### PAGE EXTRACT

I still have quite a few transcripts from interviews with people on JSA that I haven’t posted this year, mainly because I sometimes run out of time.
Am posting some of them this week to give you a little more insight into a system in total meltdown.
These first two are about lives in a kind of meltdown as well – people who have been to jail, can’t get work and probably won’t, because this isn’t an era that does second chances. I can see a lot of people passing judgement on these two individuals. Can’t see too many of the judgement-passers offering solutions, though. I think there’s a feeling now – certainly among politicians – that certain people deserve to be on the scrapheap and should be made to stay there.
This first interview I did recently with a man on the work programme in North London. He’s on a community work placement (30 hours a week unpaid workfare) as a security guard in a local charity. He freely admitted he’d not had a CRB/DBS check for his charity placement, even though he’d done time in prison. I’ve raised this issue before and am still working on it – people on community work placements being placed in 30-hour-a-week unpaid workfare jobs in advice, security, or roles with young people without CRB checks. Am doing more on this at the moment, so this first one is brief, but read the excerpts for now and/or this story for more background.

######
### ENTRIES SHOWN

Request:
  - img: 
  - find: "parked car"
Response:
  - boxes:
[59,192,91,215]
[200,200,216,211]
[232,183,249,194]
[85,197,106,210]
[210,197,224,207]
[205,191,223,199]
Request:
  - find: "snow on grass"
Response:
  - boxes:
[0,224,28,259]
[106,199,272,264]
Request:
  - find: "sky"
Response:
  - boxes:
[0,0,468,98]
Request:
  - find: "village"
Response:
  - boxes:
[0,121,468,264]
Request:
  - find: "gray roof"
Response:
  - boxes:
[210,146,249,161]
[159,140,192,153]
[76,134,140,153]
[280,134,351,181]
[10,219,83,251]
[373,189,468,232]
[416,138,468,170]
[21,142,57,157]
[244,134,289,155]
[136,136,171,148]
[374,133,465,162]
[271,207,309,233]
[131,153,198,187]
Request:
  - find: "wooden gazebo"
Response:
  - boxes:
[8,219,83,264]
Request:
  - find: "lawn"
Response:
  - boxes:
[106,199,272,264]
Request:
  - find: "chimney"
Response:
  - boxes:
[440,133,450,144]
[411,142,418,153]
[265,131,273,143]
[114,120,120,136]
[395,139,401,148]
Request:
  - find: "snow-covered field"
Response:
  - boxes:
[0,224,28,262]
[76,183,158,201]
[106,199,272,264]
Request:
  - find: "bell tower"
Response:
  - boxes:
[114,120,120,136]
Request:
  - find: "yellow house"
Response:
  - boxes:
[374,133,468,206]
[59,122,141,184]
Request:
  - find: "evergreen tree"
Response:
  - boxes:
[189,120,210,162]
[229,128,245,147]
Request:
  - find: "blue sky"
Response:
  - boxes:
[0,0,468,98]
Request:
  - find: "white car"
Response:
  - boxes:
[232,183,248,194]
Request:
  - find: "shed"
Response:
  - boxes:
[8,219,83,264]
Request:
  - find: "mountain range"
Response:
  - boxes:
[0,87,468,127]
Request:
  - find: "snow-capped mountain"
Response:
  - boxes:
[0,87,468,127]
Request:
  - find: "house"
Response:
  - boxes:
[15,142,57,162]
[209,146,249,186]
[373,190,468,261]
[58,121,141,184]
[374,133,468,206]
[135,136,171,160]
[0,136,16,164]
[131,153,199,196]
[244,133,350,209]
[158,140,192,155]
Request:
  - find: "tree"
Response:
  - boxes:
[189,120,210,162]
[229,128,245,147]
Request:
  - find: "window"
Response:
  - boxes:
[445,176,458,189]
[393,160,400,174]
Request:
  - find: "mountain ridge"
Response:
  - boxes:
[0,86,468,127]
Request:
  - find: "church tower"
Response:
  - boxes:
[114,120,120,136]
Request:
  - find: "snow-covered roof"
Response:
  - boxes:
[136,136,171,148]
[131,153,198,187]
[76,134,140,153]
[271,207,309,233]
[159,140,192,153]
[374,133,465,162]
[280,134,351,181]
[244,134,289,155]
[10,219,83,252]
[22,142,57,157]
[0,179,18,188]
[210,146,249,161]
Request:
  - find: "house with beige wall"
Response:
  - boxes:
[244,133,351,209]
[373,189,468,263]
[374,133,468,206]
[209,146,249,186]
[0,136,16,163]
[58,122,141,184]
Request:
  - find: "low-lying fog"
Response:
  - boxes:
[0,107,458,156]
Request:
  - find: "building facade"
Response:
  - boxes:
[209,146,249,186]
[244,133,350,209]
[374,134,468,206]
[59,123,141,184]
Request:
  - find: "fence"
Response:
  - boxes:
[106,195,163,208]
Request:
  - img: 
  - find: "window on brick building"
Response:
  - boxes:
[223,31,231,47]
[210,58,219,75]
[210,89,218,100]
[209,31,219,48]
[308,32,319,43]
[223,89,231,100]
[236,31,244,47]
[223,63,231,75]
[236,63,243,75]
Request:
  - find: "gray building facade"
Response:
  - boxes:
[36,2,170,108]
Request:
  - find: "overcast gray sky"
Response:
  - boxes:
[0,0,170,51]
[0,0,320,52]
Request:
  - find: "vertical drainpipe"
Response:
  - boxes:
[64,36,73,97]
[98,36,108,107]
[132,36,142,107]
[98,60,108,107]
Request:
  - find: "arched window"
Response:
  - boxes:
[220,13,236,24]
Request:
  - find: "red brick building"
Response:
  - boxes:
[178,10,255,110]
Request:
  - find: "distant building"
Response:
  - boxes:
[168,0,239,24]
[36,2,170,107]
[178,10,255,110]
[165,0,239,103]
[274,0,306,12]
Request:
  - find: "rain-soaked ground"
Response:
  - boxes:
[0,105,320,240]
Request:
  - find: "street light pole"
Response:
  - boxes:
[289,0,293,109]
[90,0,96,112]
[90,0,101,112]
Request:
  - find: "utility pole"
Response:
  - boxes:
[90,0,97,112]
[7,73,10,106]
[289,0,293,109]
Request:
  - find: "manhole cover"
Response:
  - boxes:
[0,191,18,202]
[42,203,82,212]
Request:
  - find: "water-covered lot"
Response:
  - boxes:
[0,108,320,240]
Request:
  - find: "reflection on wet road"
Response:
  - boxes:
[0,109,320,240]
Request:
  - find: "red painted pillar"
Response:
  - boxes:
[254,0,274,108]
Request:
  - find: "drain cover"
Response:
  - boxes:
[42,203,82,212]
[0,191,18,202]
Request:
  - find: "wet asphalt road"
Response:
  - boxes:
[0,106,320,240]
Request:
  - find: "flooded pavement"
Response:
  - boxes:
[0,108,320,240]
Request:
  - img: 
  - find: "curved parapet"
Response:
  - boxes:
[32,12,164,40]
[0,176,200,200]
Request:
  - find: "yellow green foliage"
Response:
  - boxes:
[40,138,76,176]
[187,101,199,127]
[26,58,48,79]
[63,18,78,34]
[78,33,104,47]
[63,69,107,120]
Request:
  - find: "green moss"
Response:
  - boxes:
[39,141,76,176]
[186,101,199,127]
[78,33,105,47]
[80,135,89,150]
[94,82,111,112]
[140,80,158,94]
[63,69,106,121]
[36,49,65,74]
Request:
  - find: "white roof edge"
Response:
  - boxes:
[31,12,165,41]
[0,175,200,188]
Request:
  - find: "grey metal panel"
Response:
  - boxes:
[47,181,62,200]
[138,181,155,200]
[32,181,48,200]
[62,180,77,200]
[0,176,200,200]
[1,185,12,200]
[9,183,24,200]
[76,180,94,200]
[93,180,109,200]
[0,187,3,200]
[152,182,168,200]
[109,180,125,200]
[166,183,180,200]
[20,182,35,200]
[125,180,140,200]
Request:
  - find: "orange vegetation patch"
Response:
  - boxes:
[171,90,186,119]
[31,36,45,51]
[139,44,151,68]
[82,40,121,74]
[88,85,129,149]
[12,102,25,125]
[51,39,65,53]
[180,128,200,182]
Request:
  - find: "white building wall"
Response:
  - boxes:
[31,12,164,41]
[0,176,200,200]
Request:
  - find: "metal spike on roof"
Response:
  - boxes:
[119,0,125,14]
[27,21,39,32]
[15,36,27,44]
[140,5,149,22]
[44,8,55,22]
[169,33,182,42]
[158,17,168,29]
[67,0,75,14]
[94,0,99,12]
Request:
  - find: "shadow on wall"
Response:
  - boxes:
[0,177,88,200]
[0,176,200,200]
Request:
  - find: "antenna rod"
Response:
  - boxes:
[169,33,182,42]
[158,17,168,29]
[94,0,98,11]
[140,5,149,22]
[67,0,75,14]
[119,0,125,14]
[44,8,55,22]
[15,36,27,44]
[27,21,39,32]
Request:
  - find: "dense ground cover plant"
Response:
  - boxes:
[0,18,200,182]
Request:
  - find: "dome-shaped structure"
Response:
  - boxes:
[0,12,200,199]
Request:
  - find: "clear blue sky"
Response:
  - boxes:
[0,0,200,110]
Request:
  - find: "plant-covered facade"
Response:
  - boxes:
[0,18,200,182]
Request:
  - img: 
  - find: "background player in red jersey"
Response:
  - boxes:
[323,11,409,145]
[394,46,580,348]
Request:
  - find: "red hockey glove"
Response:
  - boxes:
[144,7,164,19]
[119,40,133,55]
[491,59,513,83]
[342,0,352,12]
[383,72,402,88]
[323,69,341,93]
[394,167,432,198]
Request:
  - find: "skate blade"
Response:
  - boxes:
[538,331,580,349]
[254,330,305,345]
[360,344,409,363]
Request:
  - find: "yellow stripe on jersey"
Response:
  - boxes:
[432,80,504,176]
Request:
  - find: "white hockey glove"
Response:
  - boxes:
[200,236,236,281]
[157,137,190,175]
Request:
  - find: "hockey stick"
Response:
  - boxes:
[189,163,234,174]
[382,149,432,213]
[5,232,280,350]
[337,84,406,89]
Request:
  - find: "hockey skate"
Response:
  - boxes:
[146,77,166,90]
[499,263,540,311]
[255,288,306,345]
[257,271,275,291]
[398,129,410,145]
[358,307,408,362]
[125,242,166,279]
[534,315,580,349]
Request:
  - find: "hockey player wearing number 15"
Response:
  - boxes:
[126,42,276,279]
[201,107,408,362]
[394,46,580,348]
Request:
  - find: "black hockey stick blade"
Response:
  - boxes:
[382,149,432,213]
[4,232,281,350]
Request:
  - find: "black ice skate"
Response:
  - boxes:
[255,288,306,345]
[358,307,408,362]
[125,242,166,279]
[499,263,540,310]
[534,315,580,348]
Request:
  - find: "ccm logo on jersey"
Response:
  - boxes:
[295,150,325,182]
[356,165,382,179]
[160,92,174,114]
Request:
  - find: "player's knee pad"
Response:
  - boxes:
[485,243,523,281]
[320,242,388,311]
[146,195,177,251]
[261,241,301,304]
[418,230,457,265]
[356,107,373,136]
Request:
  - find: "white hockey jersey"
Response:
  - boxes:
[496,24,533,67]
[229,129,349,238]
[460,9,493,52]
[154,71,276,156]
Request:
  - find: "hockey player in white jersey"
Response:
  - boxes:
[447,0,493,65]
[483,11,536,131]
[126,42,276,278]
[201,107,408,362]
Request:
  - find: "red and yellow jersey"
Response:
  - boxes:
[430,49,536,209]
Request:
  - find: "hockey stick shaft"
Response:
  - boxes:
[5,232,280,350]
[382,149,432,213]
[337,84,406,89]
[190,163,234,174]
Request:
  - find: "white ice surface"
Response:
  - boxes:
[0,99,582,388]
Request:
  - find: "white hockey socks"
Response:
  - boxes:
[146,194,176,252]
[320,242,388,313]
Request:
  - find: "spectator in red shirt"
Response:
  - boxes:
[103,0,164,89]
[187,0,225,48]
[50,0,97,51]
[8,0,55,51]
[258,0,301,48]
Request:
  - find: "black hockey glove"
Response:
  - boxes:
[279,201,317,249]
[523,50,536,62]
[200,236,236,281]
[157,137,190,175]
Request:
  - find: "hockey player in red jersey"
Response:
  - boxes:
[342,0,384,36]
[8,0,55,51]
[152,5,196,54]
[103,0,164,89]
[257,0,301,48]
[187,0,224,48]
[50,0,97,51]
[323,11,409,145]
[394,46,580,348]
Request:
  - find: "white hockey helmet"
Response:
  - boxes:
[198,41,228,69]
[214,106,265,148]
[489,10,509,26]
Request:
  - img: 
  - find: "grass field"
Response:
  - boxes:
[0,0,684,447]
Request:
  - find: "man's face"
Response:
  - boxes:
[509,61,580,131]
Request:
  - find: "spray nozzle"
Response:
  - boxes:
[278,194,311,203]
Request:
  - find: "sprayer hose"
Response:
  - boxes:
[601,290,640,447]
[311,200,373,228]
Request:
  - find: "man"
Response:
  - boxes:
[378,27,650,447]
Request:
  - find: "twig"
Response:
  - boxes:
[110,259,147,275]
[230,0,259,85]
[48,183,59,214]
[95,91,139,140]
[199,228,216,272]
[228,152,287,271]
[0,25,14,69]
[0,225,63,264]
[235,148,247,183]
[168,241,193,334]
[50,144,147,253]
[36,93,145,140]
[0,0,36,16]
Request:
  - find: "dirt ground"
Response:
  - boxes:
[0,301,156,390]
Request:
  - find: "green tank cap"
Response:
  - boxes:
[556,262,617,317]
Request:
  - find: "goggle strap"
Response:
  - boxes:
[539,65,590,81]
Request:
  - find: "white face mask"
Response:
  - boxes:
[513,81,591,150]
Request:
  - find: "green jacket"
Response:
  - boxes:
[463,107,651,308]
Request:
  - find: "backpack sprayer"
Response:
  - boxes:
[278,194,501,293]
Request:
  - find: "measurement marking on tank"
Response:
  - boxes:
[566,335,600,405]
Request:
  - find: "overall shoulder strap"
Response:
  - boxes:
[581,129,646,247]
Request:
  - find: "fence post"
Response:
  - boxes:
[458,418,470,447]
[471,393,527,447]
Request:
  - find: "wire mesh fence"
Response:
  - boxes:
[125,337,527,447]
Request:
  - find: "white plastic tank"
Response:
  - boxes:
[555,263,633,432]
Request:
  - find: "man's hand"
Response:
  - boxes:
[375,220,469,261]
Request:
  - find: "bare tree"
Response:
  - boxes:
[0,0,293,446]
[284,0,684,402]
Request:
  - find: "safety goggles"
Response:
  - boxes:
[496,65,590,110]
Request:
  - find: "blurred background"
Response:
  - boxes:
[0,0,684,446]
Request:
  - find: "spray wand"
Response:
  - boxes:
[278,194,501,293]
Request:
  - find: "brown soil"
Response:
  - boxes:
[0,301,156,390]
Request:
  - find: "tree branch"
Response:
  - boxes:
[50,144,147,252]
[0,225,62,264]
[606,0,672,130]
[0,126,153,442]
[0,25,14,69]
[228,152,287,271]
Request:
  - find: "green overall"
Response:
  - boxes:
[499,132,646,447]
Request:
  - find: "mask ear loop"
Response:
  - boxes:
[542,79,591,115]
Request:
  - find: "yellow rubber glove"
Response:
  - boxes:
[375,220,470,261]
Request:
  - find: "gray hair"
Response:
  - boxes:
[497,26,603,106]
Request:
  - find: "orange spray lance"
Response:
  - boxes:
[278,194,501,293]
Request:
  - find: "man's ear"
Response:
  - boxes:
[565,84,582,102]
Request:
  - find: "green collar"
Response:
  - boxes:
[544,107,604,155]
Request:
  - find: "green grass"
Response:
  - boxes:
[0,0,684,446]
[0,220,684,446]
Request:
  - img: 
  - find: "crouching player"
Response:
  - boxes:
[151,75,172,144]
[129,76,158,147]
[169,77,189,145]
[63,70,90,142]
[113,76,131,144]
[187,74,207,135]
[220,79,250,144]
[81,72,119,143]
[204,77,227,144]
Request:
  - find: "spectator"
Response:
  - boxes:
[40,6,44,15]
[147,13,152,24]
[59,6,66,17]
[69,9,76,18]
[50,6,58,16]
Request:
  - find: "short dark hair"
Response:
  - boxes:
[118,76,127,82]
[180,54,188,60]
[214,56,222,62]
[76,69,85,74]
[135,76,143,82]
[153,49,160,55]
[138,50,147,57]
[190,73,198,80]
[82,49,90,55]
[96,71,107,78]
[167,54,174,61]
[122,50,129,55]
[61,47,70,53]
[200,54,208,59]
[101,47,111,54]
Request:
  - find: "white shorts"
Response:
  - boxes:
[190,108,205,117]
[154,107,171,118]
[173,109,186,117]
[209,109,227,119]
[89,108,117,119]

######

▶ **EXERCISE TASK 1**: In the post on JSA interviews, rewrite the passage from "I still have" up to and including "in total meltdown.", replacing "transcripts" with "recordings".
▶ **EXERCISE TASK 2**: Pick up the post on JSA interviews after its last sentence and continue it.

▶ **RESULT 1**:
I still have quite a few recordings from interviews with people on JSA that I haven’t posted this year, mainly because I sometimes run out of time.
Am posting some of them this week to give you a little more insight into a system in total meltdown.

▶ **RESULT 2**:
This first man said his conviction was for ABH. Here are some excerpts from our discussion:
“I’m doing [working in] security on a 30-hour a week placements. What a waste of time it is. I am supposed to be doing security and I’m sitting around doing sweet FA. I’ve got a criminal record. They [the charity] have got several offices, loads of computers, four of us doing it [the security job]. If I was doing it [the security job] properly [as a paid employee], I would have to be CRB checked.
“There’s about 15 or maybe 20 people from the work programme. There’s also a load of foreign students doing internships. They are there for four to six weeks. I’m there for 26 weeks. I’m only two weeks into it and it’s a complete waste of my time. Security involves just standing around and going up and down the blinking corridors. I’m going out fundraising as well – doing bucket collection. I did a couple of days bucket collection down out the front of the shops.”
More on this in the New Year.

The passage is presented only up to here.